(WHAT NEEDS TO BE DONE): Can you retype the rows from the line holding "Put a dot on each instance of the hummel" through the line holding "column 354, row 258", both ends included, with every character kept the same?

___ MATERIAL SUPPLIED

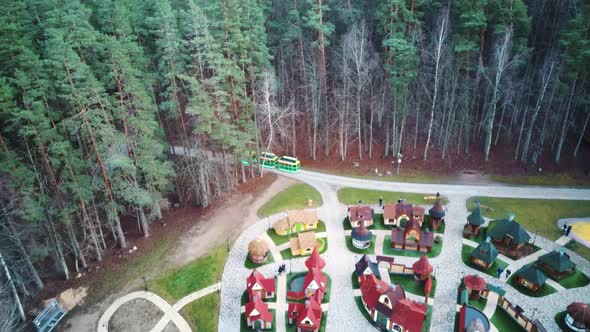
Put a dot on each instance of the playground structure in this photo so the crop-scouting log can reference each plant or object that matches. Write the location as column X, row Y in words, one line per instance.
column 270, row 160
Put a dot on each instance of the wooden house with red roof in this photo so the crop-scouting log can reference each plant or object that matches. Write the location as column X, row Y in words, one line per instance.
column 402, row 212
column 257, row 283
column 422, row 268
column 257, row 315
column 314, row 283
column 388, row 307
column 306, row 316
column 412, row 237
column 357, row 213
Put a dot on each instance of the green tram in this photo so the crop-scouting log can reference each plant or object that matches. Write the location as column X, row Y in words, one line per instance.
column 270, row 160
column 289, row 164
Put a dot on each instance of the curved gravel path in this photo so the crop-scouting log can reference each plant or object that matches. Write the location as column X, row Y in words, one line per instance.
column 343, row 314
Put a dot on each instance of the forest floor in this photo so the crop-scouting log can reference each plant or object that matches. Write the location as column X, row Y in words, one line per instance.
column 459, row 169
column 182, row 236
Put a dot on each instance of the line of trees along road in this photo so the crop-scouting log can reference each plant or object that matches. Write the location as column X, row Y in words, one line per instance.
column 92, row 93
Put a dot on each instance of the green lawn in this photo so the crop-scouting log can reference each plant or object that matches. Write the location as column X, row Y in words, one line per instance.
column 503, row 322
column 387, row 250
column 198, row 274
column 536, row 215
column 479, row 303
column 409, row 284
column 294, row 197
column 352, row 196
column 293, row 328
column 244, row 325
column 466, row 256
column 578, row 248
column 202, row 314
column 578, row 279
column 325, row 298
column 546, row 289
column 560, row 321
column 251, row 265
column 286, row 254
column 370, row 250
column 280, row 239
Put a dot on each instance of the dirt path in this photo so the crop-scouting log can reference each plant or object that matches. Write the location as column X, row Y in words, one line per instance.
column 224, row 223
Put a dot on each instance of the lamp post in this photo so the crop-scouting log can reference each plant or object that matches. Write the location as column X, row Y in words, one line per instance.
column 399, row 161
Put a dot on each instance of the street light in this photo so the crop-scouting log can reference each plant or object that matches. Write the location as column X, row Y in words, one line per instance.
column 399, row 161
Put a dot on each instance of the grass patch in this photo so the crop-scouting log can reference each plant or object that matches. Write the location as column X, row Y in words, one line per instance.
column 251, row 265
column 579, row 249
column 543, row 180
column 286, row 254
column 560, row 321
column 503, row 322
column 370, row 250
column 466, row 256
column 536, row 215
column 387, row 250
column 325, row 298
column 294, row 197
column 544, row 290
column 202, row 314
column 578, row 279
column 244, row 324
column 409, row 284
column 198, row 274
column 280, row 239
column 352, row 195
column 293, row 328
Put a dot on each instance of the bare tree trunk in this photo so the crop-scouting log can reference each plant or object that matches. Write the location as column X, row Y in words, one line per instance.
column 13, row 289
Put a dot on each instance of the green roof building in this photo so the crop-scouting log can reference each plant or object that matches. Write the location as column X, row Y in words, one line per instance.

______
___ MATERIAL SUPPLIED

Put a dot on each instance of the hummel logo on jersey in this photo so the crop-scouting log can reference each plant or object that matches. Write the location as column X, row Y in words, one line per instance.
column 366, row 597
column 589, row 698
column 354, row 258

______

(WRITTEN RESPONSE):
Put a dot on each instance of the hummel logo on jersey in this photo so the crop-scouting log can reference each plant or object that matches. Write the location as column X, row Y in words, one line per instance.
column 366, row 597
column 589, row 698
column 354, row 258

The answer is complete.